===== Data for processing

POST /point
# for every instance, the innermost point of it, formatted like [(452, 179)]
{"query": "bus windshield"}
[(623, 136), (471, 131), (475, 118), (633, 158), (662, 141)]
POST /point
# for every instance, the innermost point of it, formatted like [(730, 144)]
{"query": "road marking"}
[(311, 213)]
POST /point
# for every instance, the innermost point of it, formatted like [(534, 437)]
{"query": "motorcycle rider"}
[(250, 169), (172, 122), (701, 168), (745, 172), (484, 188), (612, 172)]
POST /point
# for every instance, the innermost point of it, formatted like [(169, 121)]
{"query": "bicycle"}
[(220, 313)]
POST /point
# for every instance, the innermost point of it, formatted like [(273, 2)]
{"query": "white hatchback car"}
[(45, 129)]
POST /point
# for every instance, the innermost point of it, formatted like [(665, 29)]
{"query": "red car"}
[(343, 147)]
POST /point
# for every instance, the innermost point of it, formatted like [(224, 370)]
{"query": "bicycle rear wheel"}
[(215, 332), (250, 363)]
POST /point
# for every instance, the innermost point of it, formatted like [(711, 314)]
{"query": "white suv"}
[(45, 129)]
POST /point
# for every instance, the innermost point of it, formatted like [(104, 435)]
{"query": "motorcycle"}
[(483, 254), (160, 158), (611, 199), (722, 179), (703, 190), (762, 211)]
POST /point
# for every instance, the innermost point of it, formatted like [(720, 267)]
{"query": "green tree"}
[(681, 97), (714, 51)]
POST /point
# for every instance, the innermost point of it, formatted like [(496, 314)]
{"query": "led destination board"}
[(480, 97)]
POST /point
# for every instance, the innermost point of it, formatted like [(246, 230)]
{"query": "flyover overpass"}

==========
===== Data for processing

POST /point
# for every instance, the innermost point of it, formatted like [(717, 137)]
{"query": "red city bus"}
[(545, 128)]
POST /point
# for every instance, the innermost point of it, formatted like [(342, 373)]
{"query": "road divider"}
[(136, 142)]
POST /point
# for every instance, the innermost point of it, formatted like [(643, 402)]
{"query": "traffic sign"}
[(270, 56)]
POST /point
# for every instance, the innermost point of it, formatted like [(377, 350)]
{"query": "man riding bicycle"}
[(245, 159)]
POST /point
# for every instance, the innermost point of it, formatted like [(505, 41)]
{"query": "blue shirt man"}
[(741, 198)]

==========
===== Data for processing

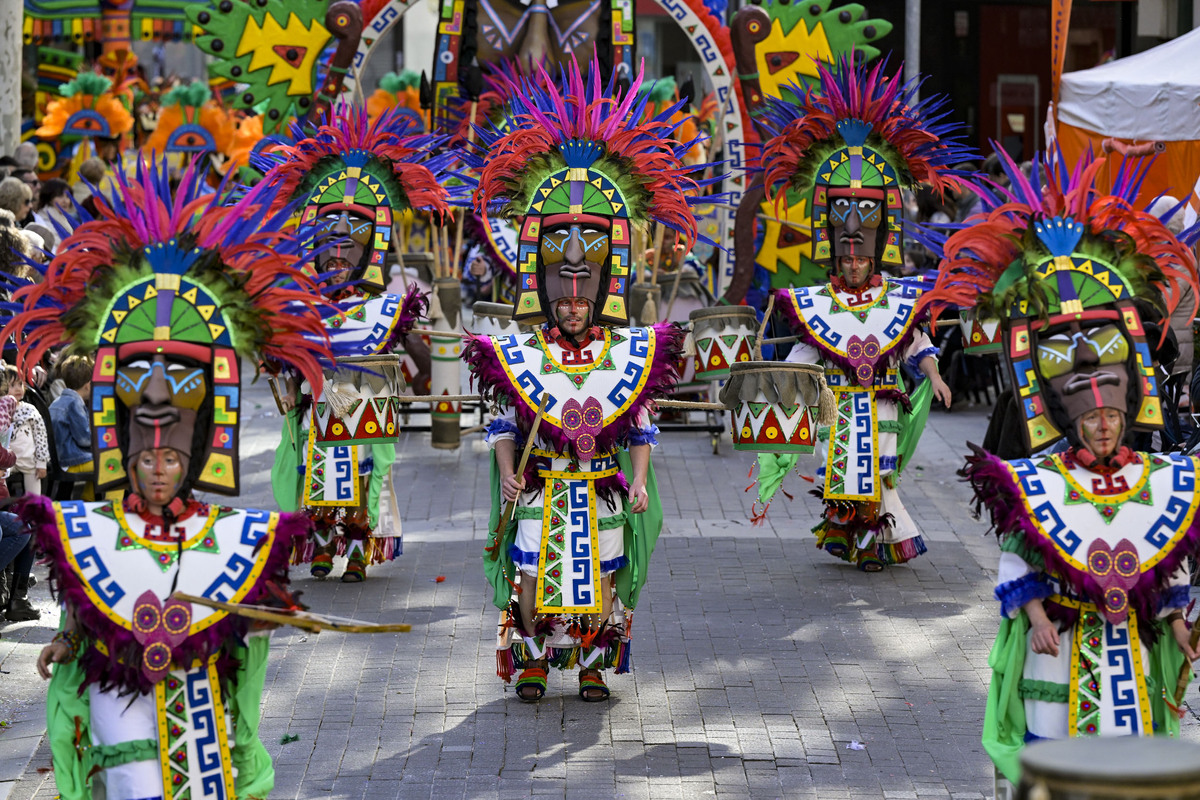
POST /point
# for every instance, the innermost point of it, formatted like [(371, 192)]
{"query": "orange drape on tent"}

==========

**Problem details**
Locate each line in the items above that contains the word "bicycle" and copy those lines.

**Result for this task**
{"query": "bicycle"}
{"query": "bicycle rear wheel"}
{"query": "man riding bicycle"}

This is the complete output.